TEXT SHOWN –
....................
If anything, I would have thought that the 'headache specialist' would have wanted an MRI, but he never even mentioned one.

Title: Re: I think I have always had cluster headaches...
Post by Brew on Feb 11th, 2010 at 12:45pm
Read what I said again - Not all tumors are the growing kind. It is possible to have a stable tumor that causes many of the same symptoms as CH.

It's your head - do what you feel is best.

Title: Re: I think I have always had cluster headaches...
Post by neuropath on Feb 16th, 2010 at 7:02am
Dear Tsellers,

It does sound as though you may be dealing with CH, although I suggest that you go through a thorough process of elimination first in order to exclude any other causes, which includes a MRI not only necessarily to exclude a tumor but also other neurological issues, chronic sinus issues or your eyes before you conclude that CH is the root cause of your pain.

Be absolutely clear with what you are dealing with before you start tackling it, although your symptoms appear quite typical.

As you will establish quickly when reading through these pages CH is no clear-cut illness that has a standard treatment recipe. Everyone responds (or doesnt) to different treatments, dosages and approaches.

It isnt helped by the fact that most "headache specialists" or neurologists have little understanding of the illness. Your personal experience makes this very clear. Most have only been trained on mainstream neurological treatments and consequently tend to respond to cluster (if they know it at all) with the regular migraine arsenal.
....................
(Referring expression data)
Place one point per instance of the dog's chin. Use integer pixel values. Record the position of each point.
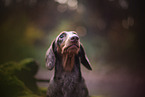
(72, 49)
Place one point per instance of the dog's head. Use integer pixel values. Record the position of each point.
(67, 45)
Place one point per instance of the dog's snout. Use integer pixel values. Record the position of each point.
(74, 38)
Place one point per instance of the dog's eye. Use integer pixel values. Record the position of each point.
(74, 33)
(62, 35)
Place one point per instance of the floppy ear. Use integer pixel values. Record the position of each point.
(84, 58)
(50, 57)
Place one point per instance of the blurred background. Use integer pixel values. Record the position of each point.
(112, 32)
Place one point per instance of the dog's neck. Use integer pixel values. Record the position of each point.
(68, 61)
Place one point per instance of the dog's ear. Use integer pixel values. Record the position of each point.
(84, 58)
(50, 56)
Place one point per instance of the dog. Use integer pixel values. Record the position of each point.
(65, 54)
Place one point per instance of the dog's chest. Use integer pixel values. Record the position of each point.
(69, 80)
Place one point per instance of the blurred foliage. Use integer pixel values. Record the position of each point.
(17, 79)
(112, 32)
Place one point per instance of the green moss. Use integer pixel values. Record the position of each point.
(17, 79)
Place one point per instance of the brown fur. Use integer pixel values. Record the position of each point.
(68, 62)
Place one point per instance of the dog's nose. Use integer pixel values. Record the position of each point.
(74, 38)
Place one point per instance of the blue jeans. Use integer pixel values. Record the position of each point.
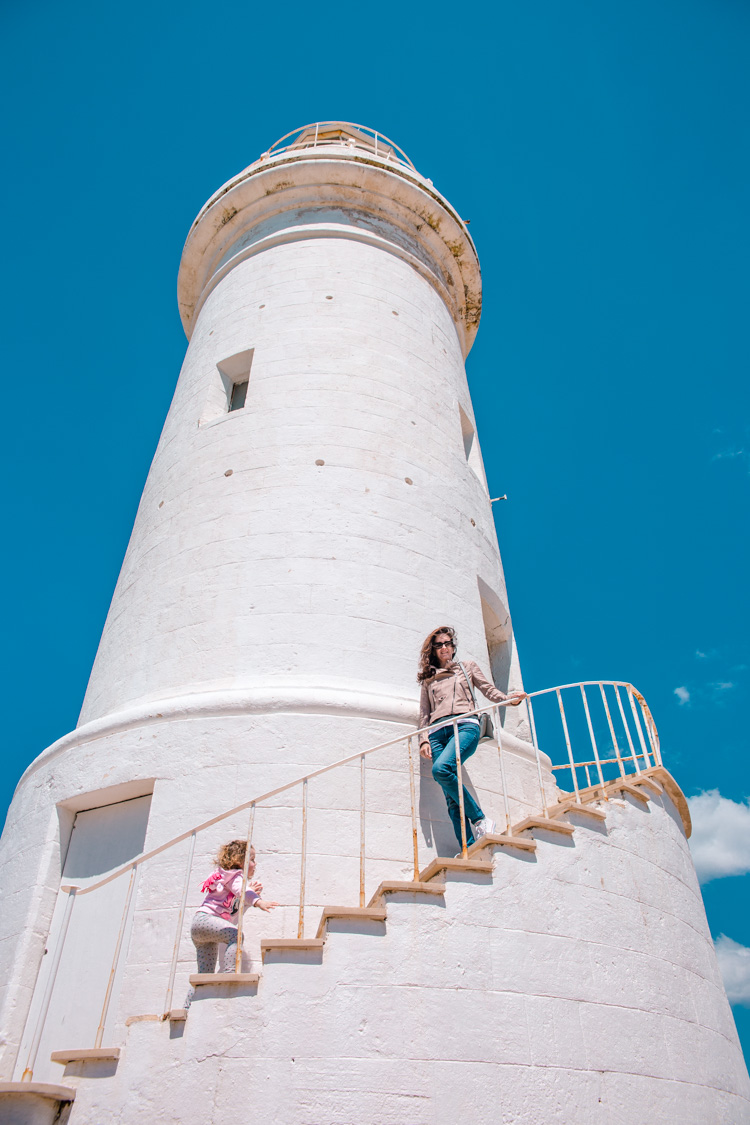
(444, 771)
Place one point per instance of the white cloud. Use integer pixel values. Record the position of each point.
(734, 965)
(721, 836)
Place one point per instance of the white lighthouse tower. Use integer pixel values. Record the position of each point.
(316, 505)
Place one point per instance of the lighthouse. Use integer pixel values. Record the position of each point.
(316, 505)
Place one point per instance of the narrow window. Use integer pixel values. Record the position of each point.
(227, 389)
(471, 446)
(497, 633)
(238, 395)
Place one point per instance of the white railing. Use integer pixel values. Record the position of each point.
(324, 134)
(592, 740)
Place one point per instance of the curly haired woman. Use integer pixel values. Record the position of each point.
(446, 694)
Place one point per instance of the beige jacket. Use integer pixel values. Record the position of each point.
(448, 693)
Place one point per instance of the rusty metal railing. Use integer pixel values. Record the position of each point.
(326, 134)
(594, 717)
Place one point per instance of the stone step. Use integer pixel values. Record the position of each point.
(549, 824)
(627, 786)
(395, 885)
(584, 809)
(86, 1054)
(442, 863)
(290, 944)
(198, 979)
(370, 914)
(500, 839)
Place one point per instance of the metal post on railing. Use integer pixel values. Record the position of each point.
(245, 876)
(113, 971)
(627, 735)
(178, 933)
(362, 830)
(459, 777)
(650, 727)
(570, 753)
(594, 746)
(532, 725)
(30, 1061)
(300, 924)
(500, 754)
(647, 759)
(612, 730)
(415, 843)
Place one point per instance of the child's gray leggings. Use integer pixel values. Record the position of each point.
(207, 933)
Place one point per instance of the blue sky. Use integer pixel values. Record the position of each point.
(602, 153)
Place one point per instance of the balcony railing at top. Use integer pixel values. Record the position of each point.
(619, 738)
(324, 134)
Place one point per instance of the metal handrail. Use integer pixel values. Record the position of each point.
(381, 145)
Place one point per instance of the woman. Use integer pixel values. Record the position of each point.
(446, 693)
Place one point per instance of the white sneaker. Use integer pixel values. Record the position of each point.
(482, 828)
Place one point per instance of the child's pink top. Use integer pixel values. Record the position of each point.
(220, 890)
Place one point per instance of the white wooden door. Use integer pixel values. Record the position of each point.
(102, 839)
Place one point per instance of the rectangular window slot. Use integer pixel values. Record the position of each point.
(471, 447)
(497, 633)
(228, 387)
(238, 395)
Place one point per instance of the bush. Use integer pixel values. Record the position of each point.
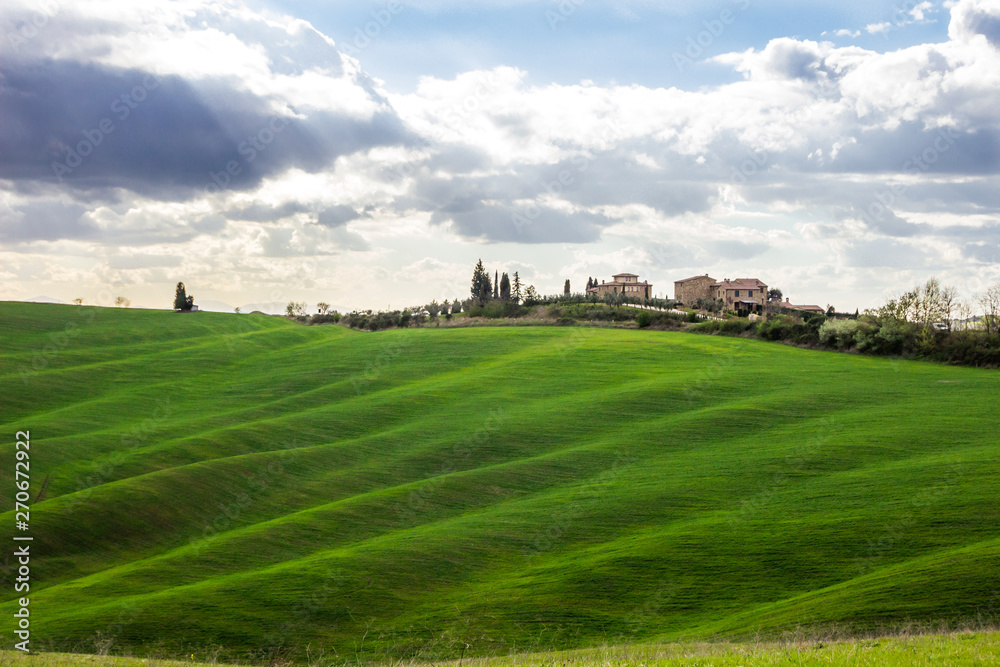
(838, 334)
(328, 318)
(496, 309)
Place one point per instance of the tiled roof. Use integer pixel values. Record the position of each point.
(740, 283)
(787, 304)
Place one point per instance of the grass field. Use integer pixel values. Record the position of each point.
(953, 649)
(246, 482)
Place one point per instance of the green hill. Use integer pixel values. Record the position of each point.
(245, 481)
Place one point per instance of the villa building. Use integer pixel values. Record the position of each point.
(624, 283)
(742, 294)
(689, 290)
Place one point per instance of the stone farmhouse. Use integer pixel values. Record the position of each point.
(624, 283)
(689, 290)
(741, 294)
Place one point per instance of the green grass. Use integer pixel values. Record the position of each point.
(965, 648)
(249, 482)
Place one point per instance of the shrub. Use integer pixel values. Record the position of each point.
(838, 333)
(496, 309)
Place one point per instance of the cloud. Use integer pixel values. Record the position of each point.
(970, 18)
(337, 216)
(46, 221)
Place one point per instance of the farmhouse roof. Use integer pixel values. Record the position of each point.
(812, 308)
(740, 283)
(694, 278)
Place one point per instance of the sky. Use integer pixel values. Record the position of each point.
(367, 153)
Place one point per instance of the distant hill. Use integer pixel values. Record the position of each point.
(252, 483)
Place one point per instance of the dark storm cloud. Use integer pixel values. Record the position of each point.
(46, 221)
(95, 128)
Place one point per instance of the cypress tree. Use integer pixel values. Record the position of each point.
(481, 287)
(181, 299)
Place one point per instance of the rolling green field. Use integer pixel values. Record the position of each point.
(247, 482)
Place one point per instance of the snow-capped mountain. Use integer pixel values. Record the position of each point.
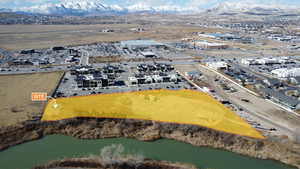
....................
SET OF TASKS –
**A.** In the cluster headache thread, rewrite the stretch from "If anything, I" through "symptoms as CH.", changing "tumors" to "growths".
**B.** In the cluster headache thread, which other possible sources of pain does the post by neuropath say should be ruled out before concluding that CH is the root cause?
**C.** Carry on the cluster headache forum thread from its last sentence.
None of these lines is needed.

TASK-BY-TASK OUTPUTS –
**A.**
If anything, I would have thought that the 'headache specialist' would have wanted an MRI, but he never even mentioned one.

Title: Re: I think I have always had cluster headaches...
Post by Brew on Feb 11th, 2010 at 12:45pm
Read what I said again - Not all growths are the growing kind. It is possible to have a stable tumor that causes many of the same symptoms as CH.

**B.** A tumor, other neurological issues, chronic sinus issues, and the eyes.

**C.**
Over time you will realise that you will have to become your "own neurologist". I am by no means suggesting that you self-medicate outside proper consultation by a medical professional but am trying to say that you will have to find your own way of establishing what works best for you in which dosage at any given moment in time.

Regrettably, regardless whether you are episodic or chronic this changes all the time and calibrating the right prophylactic treatments again and again can be an unnerving process.

You will have read about hundreds of different methods to either prevent or abort episodes or attacks on this site or elsewhere. These may include only eating potatoes for 4 weeks or thinking about your last beach holiday until the pain goes away. Although I believe that these may work for certain individuals, the sample size is simply not big enough to support a plausible application on a larger scale. The most common and proven treatments appear to be the following:

Abortive:
O2 (weapon of choice)
Triptanes

Preventive:
Verapamil
Topamax
Lithium

Prednisone (Steroids) are often used at the onset of an episode for a limited time (7-14 days) and gradually tapered off in order to abort the episode until the preventive medication takes effect.

There are several more but above are the "classics", which seem to help most of us more or less.

You will find many knowledgeable people on this site that will help you in your quest to understand this illness better.

Good luck with taming the beast and take good care.

Title: Re: I think I have always had cluster headaches...
Post by Jbrigham77 on Feb 16th, 2010 at 11:34am
I have to agree with getting an MRI.  I was diagnosised about 5 yrs ago, only had a CT scan and since switching to a new neuro practice am having my 1st MRI Thursday- and as others said here it is being done to rule anything else out.  My new Neuro did mention to me that some CH sufferers show abnormalities in the pituitary gland so he wants to make sure I don't have a tumor or anything like that.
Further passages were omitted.